## begin Provided records

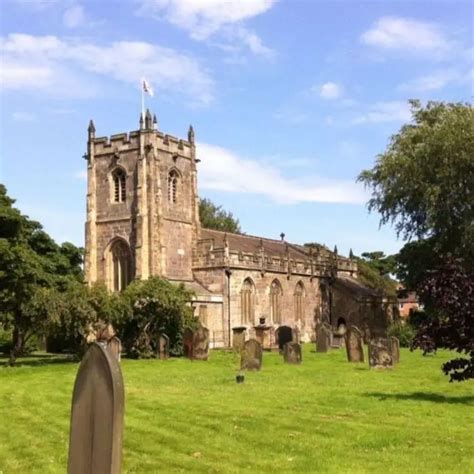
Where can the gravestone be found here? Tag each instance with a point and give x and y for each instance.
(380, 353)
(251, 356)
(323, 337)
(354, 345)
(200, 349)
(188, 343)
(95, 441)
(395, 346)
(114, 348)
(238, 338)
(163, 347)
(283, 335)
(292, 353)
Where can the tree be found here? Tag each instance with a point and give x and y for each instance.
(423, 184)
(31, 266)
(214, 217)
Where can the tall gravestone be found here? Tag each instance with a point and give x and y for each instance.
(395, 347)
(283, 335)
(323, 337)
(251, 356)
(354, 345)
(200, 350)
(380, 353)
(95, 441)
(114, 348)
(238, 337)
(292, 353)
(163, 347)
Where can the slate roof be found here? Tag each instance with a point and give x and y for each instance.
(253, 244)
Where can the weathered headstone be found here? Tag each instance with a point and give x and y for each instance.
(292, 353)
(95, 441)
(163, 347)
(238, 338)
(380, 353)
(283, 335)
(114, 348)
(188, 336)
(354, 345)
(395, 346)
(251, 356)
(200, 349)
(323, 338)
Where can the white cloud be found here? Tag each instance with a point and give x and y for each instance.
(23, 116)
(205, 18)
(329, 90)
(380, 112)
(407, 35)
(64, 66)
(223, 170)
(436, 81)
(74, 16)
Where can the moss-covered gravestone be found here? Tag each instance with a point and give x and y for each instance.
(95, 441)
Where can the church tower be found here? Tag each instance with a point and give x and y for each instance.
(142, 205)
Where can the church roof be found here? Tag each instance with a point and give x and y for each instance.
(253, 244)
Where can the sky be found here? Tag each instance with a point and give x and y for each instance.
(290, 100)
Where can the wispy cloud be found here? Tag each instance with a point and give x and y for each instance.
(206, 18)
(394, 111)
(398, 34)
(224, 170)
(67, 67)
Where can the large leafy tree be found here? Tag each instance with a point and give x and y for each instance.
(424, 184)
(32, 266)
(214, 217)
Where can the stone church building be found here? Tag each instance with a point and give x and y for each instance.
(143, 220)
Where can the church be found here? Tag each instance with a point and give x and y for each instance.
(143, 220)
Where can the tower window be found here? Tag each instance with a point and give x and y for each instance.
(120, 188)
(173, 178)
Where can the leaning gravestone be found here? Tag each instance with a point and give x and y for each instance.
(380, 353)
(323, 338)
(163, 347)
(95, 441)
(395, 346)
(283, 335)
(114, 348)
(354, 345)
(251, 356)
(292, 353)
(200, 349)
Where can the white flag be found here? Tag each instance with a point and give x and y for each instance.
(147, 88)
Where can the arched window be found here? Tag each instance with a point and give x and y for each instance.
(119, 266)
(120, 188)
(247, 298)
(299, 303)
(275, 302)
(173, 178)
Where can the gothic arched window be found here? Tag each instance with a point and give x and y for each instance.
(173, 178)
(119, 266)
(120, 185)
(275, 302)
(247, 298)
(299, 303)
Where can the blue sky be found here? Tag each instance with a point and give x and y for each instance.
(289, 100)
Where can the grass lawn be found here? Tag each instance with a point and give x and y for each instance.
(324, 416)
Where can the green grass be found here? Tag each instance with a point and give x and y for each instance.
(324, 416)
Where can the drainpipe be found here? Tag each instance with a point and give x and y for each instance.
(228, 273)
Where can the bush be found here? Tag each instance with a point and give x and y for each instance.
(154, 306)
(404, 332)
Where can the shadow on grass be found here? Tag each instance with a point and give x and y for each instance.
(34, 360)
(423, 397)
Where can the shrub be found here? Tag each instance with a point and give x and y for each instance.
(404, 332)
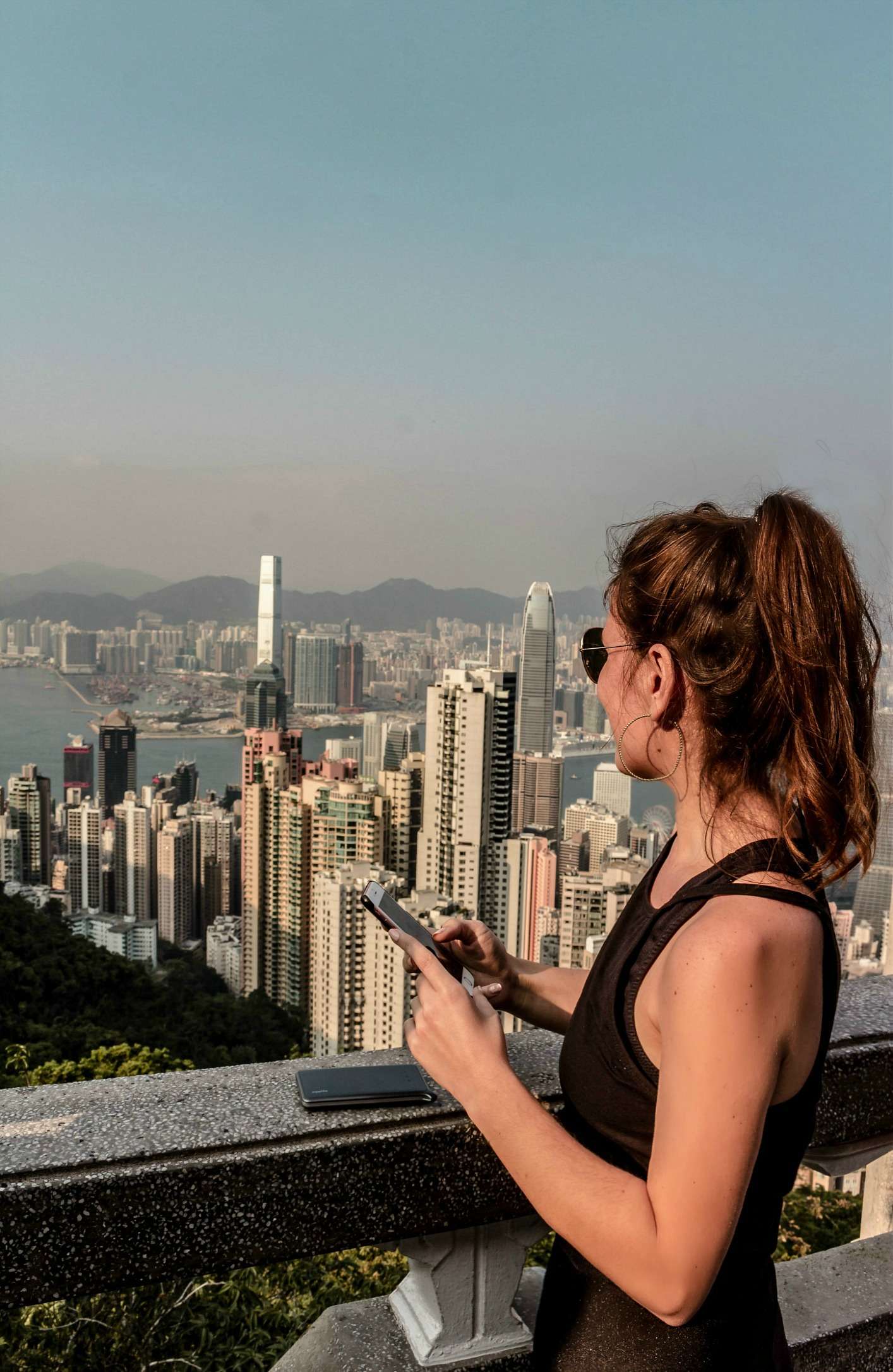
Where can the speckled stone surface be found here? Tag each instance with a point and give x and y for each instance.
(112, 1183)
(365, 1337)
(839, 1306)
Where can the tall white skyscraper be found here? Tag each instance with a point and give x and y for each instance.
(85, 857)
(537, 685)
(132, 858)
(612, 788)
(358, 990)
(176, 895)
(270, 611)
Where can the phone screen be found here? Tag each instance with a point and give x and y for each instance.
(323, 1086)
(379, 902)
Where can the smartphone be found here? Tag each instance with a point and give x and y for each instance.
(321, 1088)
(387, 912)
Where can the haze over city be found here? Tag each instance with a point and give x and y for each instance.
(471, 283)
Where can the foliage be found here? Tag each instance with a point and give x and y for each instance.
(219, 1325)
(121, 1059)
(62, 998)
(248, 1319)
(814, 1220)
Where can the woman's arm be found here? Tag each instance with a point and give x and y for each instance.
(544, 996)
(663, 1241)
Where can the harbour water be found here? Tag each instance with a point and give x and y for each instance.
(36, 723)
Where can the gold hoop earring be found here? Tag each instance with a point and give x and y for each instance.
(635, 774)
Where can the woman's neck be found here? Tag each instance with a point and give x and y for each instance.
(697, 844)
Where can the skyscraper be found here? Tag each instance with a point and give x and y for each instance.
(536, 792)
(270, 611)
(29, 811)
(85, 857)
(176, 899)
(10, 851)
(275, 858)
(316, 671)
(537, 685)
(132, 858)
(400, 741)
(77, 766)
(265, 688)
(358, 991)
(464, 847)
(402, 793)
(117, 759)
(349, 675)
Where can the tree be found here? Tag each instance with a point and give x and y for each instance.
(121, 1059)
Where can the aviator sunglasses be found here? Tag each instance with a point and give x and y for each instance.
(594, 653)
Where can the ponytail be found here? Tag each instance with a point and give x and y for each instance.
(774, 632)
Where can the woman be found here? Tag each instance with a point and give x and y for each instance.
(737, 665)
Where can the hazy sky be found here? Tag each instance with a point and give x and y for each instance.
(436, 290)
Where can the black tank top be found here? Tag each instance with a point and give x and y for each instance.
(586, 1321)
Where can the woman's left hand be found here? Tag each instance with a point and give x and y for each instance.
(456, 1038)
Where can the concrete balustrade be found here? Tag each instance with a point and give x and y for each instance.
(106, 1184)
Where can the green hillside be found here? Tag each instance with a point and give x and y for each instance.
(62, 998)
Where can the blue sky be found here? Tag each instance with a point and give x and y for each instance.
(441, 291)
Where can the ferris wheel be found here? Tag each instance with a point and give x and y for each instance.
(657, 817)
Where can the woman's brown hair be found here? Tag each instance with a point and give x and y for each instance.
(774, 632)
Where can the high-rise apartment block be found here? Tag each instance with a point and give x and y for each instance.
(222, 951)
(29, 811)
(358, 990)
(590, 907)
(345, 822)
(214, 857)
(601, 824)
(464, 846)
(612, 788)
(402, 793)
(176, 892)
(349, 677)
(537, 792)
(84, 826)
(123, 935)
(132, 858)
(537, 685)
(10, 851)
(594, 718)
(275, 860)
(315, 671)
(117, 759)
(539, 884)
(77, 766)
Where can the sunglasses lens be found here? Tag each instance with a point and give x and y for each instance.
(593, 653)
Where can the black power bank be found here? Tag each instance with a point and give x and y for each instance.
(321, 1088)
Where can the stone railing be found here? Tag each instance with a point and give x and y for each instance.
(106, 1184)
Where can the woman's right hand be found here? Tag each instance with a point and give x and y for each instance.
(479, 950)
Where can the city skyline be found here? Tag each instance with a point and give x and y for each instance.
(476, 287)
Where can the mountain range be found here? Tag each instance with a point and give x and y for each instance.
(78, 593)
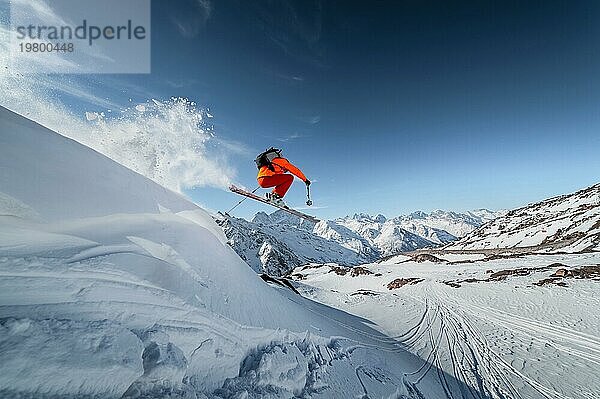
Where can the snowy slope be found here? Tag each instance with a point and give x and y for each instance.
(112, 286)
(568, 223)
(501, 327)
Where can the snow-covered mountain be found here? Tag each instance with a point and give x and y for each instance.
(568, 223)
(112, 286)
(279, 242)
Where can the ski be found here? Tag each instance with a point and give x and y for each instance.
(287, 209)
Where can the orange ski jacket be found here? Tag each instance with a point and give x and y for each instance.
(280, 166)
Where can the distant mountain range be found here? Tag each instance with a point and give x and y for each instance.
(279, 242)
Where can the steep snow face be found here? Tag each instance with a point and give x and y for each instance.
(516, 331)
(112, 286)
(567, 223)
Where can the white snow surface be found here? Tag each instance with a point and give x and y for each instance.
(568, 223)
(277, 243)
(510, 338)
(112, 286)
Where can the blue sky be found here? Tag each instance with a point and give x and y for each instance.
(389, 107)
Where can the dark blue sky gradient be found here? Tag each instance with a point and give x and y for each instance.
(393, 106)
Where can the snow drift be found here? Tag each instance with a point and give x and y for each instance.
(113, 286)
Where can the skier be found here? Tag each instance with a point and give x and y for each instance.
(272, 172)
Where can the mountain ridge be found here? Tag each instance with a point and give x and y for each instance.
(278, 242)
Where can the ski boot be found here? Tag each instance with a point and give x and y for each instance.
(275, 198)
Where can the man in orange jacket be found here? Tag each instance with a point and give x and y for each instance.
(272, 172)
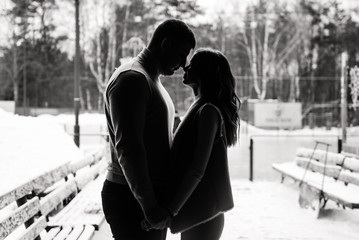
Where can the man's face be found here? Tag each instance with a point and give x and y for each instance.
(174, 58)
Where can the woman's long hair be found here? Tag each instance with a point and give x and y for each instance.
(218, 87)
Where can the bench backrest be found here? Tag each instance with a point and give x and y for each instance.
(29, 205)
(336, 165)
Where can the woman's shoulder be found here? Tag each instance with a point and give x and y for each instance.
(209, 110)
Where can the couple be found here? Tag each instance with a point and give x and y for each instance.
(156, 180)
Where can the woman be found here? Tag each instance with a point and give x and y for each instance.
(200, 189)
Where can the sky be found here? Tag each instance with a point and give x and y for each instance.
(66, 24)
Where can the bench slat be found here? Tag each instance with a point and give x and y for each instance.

## end Provided records

Aim of the exercise:
Please rewrite the items from the line containing "Where can the grass" down to the line containing "(663, 1241)", keeping every request and shifting each x and y coordinate in the answers up by 86. Leave the picture out.

Exercise solution:
Where can the grass lawn be found here? Tag each instance with a point and give x and y for each instance.
(410, 502)
Where can the green grass be found here? Tag each instance with a point and give x and y for each instance.
(410, 502)
Where can the drainpipe be found here? Tag each instance with a point and give x and y for each instance.
(314, 359)
Where can the bush be found here? Tag each instance with a point and give x and y for each instance.
(240, 392)
(490, 418)
Where can the shadow on grass be found here? Tag each instance with a point and give x and y for each instance.
(120, 446)
(509, 483)
Where can the shrub be found here? Tag each instance with a point and give x and y for each instance.
(490, 418)
Where can the speckled stone surface be found here? Tag each instance with a point and give x and y for each instance.
(198, 1269)
(451, 1423)
(925, 1392)
Where can the tall white skyscraper be found here? Tag each instance with a point and give x and y for each instance.
(171, 943)
(623, 771)
(218, 944)
(698, 874)
(444, 1076)
(262, 981)
(356, 697)
Where can the phone screen be found here? Tag each instance with a point and give x and y for each instance.
(409, 1172)
(465, 988)
Where can the smartphone be found here? Tag each instance with a point and give x and y for each instance.
(407, 1174)
(473, 998)
Where can the haze over city be found here? Tag each instance with a point and give x and y for each instance.
(557, 369)
Where can the foliage be found here? Tag each instance with a point and give x and y for each instance.
(305, 1411)
(207, 1145)
(148, 1084)
(334, 1405)
(900, 1306)
Where can the woman's arm be found here? Tag each instance with a point and give x and y for each instance.
(630, 1082)
(749, 1327)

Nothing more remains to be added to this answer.